**GIVEN PASSAGE**

Binge Drinking and Pregnancy Don't Mix

Drinking alcohol in first trimester of pregnancy linked to lower reading scores in kids

(RxWiki News) It is already known that drinking during pregnancy can affect the growing baby's brain and development. But different amounts of alcohol drunk at different times in a pregnancy may have different effects.

A recent study found that the children of mothers who binge drank during the first trimester in particular were more likely to have lower reading scores.

Further, children were twice as likely to have poor writing test scores if their mothers binge drank in the third trimester.

These researchers found that children's later learning problems depended on how much their mothers drank while pregnant and when in the pregnancy they drank.

"Avoid drinking alcohol during pregnancy."

The study, led by Colleen M. O'Leary, PhD, MPH, of the Centre for Population Health Research at Curtin University in Australia, looked more closely at the ways alcohol use during pregnancy could affect children.

The researchers analyzed data from a large study in Australia that involved 4,056 babies born between 1995 and 1997 to non-Aboriginal Australian women.

The researchers compared the alcohol use habits of the women during pregnancy to their children's scores on math, reading, spelling and writing tests when the children were 8 to 9 years old.

The women had reported information about how often they drank and how much they drank (per day and overall) during each trimester. They also reported how much they drank during the three months before they became pregnant.

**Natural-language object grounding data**
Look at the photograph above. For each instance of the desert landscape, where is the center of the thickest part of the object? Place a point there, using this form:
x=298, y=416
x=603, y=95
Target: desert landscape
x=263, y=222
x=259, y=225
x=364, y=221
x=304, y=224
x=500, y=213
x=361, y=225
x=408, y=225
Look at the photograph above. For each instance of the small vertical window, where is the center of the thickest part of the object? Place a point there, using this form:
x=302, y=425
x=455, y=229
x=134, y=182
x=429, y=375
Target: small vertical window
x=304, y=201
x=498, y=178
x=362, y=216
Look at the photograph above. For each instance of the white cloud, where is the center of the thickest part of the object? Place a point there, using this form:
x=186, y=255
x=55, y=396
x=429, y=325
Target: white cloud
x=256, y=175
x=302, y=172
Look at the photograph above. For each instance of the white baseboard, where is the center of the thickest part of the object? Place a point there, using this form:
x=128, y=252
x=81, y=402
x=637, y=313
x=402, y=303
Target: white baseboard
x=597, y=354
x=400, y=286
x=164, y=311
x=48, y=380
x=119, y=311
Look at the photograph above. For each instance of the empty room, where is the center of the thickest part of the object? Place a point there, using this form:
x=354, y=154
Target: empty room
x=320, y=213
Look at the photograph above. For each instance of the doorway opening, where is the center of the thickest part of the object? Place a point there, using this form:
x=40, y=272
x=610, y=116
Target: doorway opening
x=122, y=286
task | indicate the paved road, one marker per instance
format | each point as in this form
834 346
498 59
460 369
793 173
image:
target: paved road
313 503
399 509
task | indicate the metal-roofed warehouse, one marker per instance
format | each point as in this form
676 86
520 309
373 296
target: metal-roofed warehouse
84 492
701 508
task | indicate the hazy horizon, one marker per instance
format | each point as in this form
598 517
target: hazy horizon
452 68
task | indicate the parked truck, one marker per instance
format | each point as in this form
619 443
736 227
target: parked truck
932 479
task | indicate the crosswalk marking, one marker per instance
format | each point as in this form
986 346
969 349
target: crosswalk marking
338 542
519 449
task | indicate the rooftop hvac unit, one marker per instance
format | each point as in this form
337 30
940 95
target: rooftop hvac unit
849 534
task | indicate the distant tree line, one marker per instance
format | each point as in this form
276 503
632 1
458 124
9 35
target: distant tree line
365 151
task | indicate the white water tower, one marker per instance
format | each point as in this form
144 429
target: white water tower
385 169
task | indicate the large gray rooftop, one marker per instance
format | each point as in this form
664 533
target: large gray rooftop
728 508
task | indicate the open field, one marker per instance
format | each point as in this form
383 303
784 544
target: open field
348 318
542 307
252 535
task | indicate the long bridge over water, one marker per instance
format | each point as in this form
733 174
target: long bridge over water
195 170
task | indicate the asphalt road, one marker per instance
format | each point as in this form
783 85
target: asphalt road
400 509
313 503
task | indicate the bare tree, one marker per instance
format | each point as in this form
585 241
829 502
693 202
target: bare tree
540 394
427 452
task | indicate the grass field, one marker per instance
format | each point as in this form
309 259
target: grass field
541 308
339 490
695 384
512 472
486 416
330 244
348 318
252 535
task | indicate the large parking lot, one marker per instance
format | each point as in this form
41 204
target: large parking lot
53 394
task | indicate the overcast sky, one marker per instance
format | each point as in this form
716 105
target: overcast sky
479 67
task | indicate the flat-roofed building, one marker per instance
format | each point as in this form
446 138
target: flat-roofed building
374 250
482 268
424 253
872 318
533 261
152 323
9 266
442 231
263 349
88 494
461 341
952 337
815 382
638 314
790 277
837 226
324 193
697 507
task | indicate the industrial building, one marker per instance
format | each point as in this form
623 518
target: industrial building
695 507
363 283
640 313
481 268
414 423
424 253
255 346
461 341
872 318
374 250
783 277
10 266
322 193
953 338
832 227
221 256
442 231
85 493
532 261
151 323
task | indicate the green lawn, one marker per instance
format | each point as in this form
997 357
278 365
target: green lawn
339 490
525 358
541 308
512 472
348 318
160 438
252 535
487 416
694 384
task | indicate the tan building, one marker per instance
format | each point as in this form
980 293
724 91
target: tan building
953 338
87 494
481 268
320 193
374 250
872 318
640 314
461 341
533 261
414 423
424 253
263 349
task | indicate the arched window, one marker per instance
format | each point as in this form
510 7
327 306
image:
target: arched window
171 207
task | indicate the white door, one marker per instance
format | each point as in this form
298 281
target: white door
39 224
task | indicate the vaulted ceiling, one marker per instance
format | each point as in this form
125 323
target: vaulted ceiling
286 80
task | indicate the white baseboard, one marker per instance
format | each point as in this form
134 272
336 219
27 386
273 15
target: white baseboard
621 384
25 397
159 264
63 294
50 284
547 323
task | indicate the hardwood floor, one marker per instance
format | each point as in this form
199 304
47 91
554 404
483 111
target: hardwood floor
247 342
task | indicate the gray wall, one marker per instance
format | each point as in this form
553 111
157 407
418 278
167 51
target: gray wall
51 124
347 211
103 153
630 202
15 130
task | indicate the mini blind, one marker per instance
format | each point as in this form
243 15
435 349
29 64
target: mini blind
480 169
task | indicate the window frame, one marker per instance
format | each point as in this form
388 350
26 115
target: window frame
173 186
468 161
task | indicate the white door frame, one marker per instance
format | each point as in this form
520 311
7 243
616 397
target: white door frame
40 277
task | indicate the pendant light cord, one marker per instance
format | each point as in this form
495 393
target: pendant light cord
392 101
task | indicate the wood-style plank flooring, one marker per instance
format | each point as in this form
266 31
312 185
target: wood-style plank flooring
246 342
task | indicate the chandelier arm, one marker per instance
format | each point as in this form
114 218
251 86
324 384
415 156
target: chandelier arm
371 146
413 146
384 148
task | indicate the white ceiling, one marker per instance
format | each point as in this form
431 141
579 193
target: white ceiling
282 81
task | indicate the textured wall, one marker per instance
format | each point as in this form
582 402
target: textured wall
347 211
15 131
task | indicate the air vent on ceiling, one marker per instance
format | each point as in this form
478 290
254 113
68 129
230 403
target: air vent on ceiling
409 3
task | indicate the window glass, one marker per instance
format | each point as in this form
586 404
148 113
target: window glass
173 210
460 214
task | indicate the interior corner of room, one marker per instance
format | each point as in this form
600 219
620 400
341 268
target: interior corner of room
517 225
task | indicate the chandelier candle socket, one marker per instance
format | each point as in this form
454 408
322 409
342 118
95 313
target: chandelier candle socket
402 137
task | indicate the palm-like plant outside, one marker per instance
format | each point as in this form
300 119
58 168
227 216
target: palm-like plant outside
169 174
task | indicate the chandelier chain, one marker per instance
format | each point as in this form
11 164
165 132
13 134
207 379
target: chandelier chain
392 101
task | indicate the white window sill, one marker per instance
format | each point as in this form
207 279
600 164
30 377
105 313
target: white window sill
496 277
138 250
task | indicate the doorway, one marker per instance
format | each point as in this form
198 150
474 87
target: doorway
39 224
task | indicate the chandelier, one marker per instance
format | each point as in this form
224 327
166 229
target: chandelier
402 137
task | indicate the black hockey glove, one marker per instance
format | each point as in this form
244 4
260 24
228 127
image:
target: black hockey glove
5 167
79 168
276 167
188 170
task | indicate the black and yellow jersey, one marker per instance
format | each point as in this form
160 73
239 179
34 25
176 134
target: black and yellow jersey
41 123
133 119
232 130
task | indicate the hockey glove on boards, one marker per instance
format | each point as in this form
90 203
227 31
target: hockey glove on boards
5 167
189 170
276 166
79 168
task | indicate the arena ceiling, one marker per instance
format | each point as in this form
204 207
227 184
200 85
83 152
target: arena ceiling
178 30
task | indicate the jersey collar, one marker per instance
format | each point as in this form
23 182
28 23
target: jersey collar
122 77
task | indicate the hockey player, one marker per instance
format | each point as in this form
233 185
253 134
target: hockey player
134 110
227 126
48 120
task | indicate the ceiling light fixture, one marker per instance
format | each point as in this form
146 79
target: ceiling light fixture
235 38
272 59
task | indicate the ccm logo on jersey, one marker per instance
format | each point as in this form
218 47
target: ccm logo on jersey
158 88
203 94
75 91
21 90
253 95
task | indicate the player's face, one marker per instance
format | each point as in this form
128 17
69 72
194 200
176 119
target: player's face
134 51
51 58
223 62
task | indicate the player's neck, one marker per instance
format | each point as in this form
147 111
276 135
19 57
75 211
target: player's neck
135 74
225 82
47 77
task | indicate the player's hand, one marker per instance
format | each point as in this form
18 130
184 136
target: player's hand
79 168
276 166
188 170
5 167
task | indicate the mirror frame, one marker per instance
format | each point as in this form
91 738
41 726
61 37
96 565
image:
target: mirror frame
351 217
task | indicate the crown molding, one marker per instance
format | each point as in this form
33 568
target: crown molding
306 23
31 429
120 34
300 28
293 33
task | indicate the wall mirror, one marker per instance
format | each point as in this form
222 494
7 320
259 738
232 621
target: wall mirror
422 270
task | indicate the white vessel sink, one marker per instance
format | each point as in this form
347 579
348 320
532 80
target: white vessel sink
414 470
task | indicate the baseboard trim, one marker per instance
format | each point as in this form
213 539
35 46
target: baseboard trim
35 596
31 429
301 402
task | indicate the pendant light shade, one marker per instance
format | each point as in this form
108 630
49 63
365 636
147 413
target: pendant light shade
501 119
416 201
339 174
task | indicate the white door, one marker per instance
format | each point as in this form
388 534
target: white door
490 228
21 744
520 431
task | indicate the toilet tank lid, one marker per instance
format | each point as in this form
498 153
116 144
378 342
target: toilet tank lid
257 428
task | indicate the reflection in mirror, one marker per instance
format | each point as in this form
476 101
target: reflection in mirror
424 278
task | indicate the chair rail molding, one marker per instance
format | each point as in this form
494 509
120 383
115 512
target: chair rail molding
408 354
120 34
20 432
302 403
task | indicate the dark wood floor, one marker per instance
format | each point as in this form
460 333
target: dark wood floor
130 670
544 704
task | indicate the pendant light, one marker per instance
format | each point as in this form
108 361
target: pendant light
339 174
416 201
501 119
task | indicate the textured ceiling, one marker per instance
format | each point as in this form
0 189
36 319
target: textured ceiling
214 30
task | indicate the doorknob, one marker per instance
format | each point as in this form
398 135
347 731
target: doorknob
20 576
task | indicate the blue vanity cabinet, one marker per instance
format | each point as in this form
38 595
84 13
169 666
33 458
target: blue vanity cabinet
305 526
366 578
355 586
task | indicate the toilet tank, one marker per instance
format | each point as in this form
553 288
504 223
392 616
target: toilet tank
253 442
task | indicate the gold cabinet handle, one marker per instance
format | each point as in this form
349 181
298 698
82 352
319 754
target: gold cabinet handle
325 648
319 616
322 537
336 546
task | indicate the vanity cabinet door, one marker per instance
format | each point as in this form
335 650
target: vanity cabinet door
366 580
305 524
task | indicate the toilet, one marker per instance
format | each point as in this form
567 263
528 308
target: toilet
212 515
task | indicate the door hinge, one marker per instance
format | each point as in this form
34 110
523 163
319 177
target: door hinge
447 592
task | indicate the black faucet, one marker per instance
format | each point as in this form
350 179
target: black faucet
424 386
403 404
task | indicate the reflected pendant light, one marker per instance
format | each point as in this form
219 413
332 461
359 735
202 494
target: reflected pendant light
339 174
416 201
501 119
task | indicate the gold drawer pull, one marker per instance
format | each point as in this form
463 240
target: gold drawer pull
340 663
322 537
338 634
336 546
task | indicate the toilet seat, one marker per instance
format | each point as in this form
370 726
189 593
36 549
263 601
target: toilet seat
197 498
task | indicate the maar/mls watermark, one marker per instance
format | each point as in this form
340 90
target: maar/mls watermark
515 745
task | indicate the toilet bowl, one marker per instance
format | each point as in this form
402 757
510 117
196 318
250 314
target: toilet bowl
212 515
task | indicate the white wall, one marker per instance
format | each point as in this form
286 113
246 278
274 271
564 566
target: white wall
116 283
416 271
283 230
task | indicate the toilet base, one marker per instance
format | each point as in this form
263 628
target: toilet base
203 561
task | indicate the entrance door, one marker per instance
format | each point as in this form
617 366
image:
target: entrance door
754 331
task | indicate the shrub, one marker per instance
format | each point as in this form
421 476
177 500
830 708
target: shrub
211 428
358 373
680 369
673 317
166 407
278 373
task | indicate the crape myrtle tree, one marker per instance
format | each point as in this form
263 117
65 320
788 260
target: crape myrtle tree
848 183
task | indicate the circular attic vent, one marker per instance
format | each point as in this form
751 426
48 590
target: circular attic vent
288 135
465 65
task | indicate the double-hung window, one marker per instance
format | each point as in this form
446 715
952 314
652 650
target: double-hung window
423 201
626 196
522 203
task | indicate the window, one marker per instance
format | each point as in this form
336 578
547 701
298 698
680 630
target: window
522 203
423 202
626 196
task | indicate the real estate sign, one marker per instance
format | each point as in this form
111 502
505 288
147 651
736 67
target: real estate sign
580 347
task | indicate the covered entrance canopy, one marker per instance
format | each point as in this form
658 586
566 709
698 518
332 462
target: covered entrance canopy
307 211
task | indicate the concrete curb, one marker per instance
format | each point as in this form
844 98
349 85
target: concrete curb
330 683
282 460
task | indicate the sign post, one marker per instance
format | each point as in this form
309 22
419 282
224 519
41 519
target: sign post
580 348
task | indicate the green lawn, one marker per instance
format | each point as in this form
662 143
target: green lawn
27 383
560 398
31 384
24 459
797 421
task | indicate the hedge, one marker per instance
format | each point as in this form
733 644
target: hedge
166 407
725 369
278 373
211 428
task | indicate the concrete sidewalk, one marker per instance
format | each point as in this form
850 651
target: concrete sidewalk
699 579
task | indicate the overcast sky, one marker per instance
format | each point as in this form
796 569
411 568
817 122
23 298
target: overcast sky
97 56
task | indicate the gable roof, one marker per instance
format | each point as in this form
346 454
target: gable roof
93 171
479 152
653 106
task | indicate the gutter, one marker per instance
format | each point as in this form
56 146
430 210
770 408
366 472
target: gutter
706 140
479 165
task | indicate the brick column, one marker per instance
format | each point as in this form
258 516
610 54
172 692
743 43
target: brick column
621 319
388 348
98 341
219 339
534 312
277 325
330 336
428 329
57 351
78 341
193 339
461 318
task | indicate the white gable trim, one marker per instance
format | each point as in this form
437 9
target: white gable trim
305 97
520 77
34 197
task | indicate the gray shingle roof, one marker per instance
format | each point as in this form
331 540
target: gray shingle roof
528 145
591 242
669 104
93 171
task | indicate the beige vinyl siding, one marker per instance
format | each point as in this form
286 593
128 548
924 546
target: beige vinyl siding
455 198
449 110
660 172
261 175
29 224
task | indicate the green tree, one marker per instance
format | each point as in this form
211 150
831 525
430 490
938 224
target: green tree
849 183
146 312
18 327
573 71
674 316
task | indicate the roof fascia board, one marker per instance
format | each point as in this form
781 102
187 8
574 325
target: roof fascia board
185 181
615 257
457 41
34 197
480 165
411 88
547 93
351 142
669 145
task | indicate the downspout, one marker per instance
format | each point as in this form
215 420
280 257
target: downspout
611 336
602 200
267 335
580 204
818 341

**WORK TO COMPLETE**
According to the article on binge drinking and pregnancy, why does it matter when during pregnancy a mother binge drinks? The listing is separate material that has no connection to the article on binge drinking and pregnancy.

**TASK SOLUTION**
The researchers found that children's later learning problems depended on when in the pregnancy their mothers drank, as well as how much. Binge drinking in the first trimester was linked to lower reading scores. Binge drinking in the third trimester made children twice as likely to have poor writing test scores.